Taco Bell Plans To Go ‘All Natural’ With Their Menu And Here’s What That Means For Your Food
Going “All Natural” for a restaurant chain as big as Taco Bell is a complex initiative.
Earlier this morning, news broke that Taco Bell has plans to do just that — take most of their menu and make it all natural (Chipotle, Panera Bread anyone?).
The move seems to be a growing industry trend, adopted by some major restaurants better than others. For example, Carl’s Jr. did a shitty job of limping in to the All Natural arena, offering just one burger that they alienated, insinuating it was only non-toxic thing on their menu. Panera Bread ran a much more noble route, self-deprecating themselves in some weird video where their customers couldn’t pronounce their own food ingredients. Chipotle has long been touting All Natural and GMO Free — they made it official 4 weeks ago.
Taco Bell Plans To Remove All Artificial Colors And Flavors By 2015
By the end of 2015, Taco Bell plans to have most all artificial colors, flavors and certain additives removed from the menu. Trans fats, palm oil and high-fructose corn syrup will be gone.
As an example, recipes that once used artificial black pepper flavoring will use natural black pepper, and caramel coloring will be replaced with a natural alternative.

▶ Recorded information:
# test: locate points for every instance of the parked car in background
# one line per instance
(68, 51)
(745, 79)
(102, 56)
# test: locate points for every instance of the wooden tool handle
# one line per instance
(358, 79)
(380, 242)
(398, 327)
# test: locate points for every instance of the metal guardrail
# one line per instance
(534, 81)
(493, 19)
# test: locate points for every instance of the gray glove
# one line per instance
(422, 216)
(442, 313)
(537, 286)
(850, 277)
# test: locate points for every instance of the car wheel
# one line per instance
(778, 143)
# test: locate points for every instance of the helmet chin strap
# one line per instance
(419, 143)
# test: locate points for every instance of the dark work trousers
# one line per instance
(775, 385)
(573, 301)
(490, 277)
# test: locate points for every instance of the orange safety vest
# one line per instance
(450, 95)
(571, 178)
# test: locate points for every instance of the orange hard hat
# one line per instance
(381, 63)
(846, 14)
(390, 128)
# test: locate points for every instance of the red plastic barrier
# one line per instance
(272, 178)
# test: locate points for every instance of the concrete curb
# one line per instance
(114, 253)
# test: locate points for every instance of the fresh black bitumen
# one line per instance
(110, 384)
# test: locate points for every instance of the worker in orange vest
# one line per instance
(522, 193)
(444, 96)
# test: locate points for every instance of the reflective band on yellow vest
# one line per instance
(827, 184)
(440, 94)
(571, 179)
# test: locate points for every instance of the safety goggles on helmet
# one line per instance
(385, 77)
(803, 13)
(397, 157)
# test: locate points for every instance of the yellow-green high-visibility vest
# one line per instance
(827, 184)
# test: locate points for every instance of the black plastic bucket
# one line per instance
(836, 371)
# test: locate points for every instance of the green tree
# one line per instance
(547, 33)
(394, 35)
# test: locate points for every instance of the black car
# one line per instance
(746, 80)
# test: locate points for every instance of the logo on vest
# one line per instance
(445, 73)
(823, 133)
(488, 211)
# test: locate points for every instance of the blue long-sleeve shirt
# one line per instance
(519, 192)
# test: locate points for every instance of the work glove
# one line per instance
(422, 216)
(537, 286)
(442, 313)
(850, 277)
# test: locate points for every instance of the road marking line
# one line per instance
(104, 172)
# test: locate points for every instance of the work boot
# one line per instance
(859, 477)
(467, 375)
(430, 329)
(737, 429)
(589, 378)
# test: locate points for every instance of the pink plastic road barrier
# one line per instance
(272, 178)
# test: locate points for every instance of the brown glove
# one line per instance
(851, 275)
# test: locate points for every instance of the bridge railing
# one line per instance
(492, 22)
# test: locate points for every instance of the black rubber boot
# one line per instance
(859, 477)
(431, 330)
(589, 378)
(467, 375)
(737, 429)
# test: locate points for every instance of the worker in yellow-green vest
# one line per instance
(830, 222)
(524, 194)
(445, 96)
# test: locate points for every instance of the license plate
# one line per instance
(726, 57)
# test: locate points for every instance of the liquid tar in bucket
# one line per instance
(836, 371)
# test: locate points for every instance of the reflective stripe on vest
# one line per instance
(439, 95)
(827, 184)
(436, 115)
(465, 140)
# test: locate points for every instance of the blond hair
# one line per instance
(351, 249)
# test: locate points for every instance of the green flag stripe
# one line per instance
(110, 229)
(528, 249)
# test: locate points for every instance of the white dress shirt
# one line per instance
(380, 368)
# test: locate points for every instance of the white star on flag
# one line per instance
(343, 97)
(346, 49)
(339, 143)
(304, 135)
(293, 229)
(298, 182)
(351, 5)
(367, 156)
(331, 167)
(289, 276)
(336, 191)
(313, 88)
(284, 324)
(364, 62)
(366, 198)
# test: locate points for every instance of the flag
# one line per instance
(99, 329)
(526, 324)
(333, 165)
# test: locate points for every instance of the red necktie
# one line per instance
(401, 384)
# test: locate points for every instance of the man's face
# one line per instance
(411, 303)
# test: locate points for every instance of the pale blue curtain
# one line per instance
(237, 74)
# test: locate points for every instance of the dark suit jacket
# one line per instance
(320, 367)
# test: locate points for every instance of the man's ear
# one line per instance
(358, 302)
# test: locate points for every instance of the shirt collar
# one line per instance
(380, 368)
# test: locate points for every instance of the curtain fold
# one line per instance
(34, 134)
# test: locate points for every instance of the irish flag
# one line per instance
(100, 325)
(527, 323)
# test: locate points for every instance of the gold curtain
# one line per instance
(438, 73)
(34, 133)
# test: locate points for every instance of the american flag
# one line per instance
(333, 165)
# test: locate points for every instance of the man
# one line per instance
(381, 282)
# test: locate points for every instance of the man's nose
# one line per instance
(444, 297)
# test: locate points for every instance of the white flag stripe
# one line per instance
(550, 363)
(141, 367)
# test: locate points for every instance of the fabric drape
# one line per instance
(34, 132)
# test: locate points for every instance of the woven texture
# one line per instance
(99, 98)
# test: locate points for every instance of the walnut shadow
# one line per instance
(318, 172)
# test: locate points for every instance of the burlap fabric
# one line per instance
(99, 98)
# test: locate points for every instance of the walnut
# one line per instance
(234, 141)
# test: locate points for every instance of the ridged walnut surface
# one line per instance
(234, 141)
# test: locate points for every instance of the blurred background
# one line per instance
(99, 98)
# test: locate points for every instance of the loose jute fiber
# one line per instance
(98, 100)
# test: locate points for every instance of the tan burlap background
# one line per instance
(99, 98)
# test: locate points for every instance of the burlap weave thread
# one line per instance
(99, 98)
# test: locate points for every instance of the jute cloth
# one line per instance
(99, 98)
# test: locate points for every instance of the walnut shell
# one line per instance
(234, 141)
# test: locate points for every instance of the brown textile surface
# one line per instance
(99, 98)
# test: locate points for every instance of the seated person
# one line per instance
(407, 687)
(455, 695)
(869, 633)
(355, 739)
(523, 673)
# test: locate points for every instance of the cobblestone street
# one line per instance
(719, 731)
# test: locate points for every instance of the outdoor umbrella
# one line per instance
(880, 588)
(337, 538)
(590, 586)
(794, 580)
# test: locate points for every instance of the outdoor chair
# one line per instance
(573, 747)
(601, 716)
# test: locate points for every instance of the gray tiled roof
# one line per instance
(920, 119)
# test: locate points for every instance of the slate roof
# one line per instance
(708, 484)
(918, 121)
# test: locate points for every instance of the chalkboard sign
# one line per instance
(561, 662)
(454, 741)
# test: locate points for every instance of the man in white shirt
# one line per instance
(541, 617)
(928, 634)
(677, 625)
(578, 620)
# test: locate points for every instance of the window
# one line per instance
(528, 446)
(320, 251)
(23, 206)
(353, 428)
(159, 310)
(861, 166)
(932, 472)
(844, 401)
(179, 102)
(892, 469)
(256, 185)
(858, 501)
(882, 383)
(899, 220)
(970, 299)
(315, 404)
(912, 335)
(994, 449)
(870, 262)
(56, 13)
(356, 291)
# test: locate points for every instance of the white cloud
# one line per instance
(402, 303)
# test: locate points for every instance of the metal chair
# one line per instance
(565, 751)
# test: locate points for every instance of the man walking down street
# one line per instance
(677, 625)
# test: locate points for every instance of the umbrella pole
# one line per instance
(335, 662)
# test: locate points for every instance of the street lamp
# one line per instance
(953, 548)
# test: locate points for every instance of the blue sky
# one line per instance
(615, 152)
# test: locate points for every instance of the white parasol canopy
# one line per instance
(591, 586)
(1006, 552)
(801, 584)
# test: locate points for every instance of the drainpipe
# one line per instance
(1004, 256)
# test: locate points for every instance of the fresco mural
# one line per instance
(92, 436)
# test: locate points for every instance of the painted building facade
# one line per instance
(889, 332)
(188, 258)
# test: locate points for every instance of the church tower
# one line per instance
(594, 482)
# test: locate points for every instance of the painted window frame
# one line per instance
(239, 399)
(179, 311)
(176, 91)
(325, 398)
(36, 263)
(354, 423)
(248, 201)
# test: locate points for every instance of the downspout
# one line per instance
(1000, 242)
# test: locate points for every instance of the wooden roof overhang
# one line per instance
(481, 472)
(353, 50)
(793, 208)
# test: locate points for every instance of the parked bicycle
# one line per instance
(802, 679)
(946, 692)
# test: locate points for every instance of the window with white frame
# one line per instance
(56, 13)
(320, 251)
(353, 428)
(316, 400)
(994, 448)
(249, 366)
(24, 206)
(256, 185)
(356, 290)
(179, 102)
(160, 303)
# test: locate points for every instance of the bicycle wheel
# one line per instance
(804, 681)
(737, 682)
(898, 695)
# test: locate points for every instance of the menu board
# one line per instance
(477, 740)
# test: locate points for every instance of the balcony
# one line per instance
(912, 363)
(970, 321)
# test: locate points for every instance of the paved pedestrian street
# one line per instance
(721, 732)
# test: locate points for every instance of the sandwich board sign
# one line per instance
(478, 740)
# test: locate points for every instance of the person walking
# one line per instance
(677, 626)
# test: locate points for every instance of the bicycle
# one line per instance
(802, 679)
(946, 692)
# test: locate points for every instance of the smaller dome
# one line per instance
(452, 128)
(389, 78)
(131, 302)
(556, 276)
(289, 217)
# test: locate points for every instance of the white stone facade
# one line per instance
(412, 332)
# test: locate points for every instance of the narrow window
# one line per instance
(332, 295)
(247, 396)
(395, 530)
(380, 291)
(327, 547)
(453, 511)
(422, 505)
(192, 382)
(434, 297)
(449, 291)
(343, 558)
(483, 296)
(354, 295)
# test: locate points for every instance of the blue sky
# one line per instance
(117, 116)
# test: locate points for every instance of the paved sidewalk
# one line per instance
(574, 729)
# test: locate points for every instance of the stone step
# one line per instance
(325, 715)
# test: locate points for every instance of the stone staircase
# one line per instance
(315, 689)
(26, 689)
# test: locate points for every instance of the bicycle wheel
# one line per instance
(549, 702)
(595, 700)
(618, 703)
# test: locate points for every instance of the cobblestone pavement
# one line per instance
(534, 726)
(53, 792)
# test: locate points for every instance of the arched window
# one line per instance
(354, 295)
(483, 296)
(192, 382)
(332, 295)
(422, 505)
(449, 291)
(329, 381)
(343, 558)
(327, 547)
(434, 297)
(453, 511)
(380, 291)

▶ Instructions for the task: Edit the Taco Bell text from "Taco Bell Plans To Go" up to and including "Panera Bread anyone?).", and give that part again with "restaurant chain" changed to "fast-food chain".

▶ Exercise response:
Taco Bell Plans To Go ‘All Natural’ With Their Menu And Here’s What That Means For Your Food
Going “All Natural” for a fast-food chain as big as Taco Bell is a complex initiative.
Earlier this morning, news broke that Taco Bell has plans to do just that — take most of their menu and make it all natural (Chipotle, Panera Bread anyone?).